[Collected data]
══════════
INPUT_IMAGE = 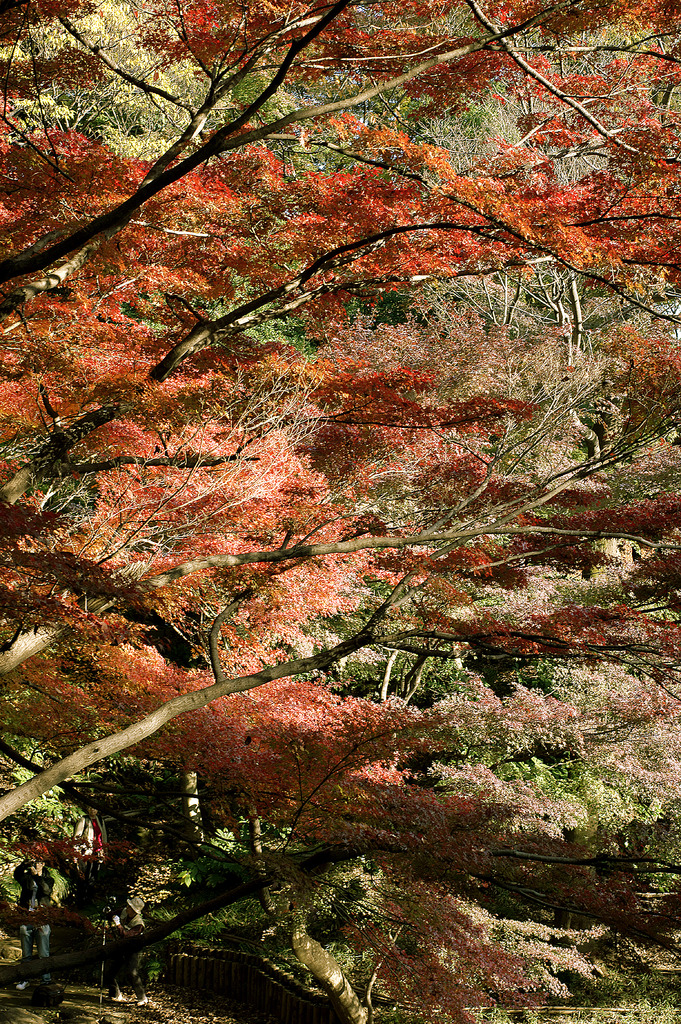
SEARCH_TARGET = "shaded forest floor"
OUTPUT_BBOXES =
[0,928,277,1024]
[0,980,279,1024]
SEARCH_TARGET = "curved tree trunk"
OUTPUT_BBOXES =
[291,917,368,1024]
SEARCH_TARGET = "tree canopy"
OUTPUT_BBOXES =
[3,0,681,1020]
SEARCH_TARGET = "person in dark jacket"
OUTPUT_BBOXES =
[13,859,54,989]
[105,897,148,1006]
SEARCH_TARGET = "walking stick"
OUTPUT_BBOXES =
[98,917,106,1023]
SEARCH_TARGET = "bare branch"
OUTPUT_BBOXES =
[58,17,194,112]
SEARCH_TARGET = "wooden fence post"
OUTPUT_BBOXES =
[182,954,192,988]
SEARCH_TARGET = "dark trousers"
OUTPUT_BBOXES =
[76,860,100,906]
[105,951,146,1001]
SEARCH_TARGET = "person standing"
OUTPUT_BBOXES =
[13,859,54,990]
[105,897,148,1006]
[73,806,107,905]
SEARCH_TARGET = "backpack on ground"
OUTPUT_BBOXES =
[31,982,65,1007]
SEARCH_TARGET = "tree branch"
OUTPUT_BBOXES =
[0,403,122,505]
[0,619,383,821]
[0,9,568,287]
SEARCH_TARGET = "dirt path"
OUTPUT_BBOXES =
[0,980,278,1024]
[1,931,276,1024]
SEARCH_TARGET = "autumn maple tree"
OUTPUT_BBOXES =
[3,0,681,1018]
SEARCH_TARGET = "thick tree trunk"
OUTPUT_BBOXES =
[379,651,398,701]
[180,770,204,841]
[246,807,276,918]
[0,625,64,673]
[291,918,368,1024]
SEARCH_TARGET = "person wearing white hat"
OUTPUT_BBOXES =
[105,897,148,1006]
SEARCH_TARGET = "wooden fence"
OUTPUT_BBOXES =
[165,948,681,1024]
[166,944,341,1024]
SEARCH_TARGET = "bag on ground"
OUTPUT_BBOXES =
[31,982,65,1006]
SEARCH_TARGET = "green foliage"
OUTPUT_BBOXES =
[248,315,313,356]
[0,867,18,903]
[174,856,248,889]
[346,291,413,327]
[153,901,247,943]
[140,946,166,983]
[474,1005,681,1024]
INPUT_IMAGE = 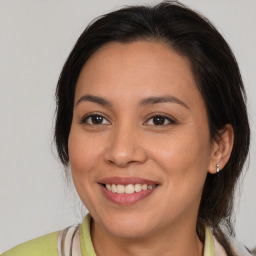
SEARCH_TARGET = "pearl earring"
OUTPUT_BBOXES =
[216,164,220,173]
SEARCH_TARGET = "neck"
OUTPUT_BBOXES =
[91,217,203,256]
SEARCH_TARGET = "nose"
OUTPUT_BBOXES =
[103,124,148,168]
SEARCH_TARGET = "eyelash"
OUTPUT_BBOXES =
[79,113,177,126]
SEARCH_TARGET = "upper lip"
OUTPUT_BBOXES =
[98,176,160,186]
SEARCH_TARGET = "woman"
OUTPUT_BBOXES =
[2,1,252,256]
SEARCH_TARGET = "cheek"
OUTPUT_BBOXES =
[68,126,106,211]
[149,127,211,198]
[68,126,104,183]
[148,129,210,174]
[150,132,210,212]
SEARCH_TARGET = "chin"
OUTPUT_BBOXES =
[100,213,156,239]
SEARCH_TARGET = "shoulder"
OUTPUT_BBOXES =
[1,231,59,256]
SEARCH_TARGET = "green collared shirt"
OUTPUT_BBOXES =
[1,214,219,256]
[80,215,216,256]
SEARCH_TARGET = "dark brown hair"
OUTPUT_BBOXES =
[54,1,250,255]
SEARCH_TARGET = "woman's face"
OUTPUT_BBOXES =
[69,41,216,238]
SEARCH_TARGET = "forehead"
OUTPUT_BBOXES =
[75,40,202,109]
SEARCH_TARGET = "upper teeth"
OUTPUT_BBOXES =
[105,184,156,194]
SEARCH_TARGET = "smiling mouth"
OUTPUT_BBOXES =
[97,176,160,205]
[100,183,159,194]
[99,182,159,205]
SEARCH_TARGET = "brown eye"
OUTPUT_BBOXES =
[153,116,165,125]
[146,115,176,126]
[91,115,104,124]
[81,114,110,125]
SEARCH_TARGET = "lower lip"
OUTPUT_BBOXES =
[99,185,157,205]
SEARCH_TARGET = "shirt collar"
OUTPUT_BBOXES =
[80,214,216,256]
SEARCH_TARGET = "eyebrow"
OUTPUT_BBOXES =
[76,94,189,109]
[140,96,189,109]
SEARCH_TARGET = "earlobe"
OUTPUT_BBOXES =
[208,124,234,174]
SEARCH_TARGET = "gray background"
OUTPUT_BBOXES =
[0,0,255,252]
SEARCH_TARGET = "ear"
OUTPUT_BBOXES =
[208,124,234,174]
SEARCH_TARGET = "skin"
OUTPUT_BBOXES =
[68,41,234,256]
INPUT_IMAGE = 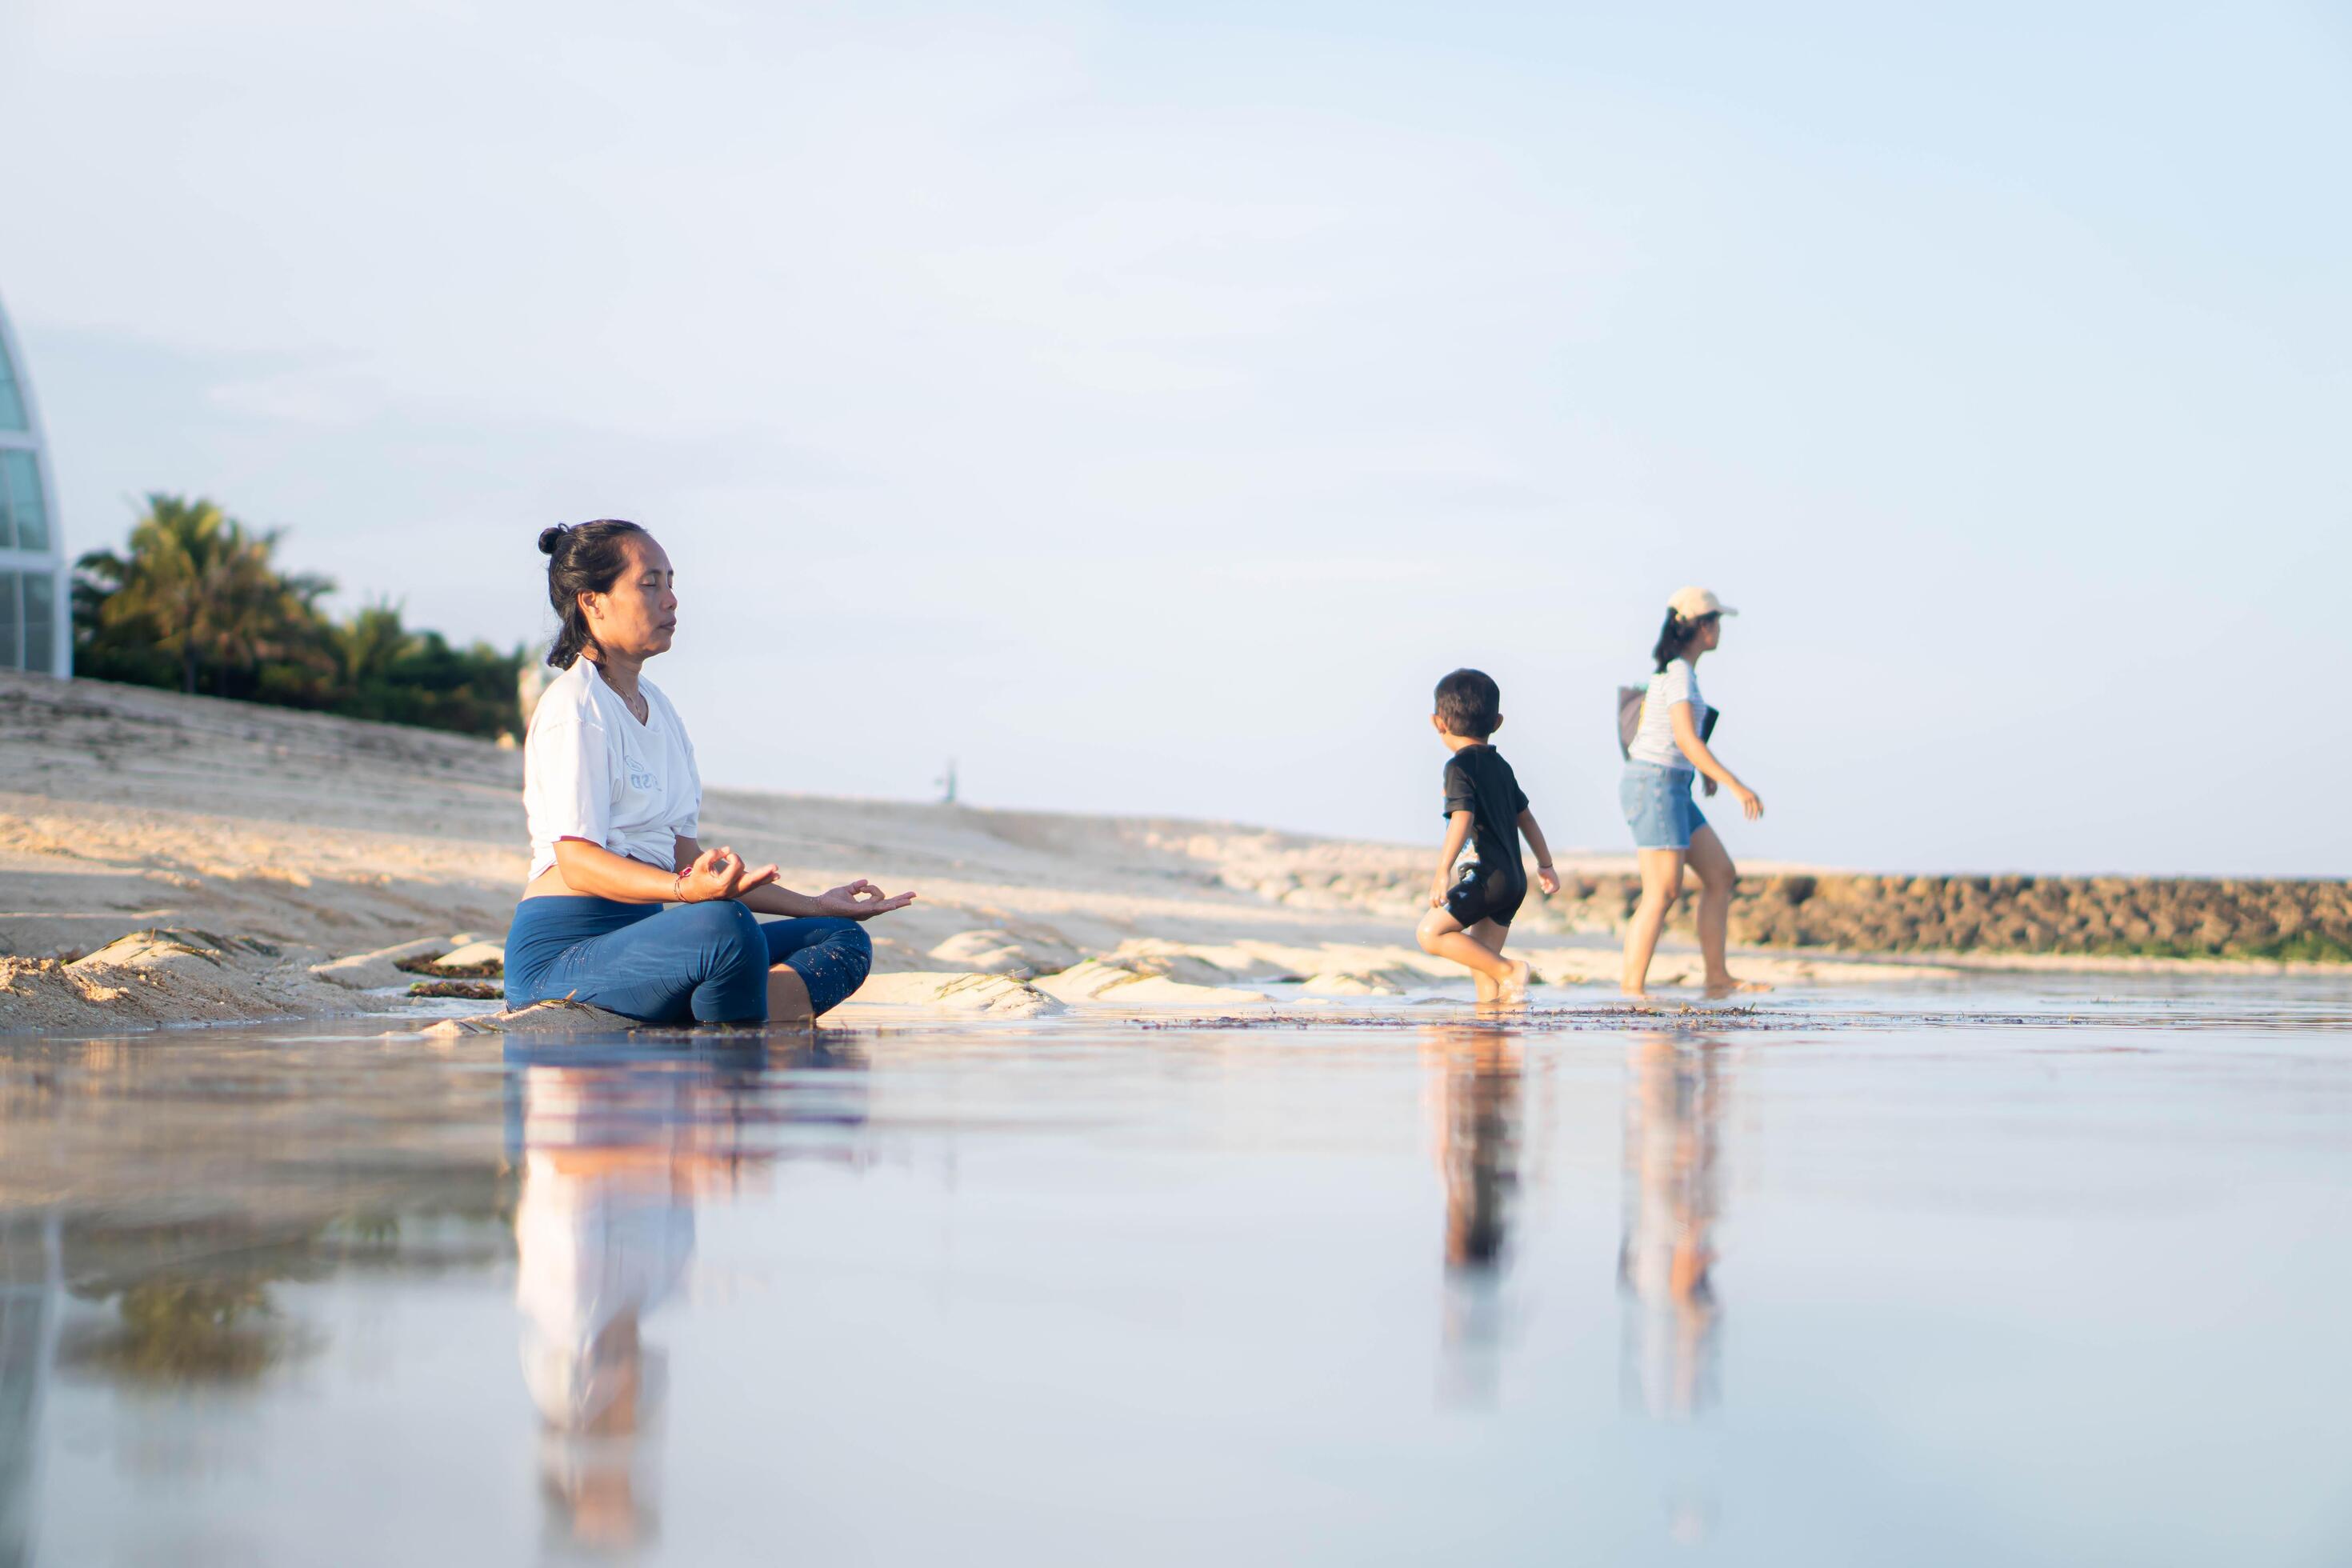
══════════
TASK INSTRUCTIONS: How many of the lines above include the word "upper"? Give that number without comment.

EXERCISE RESULT: 2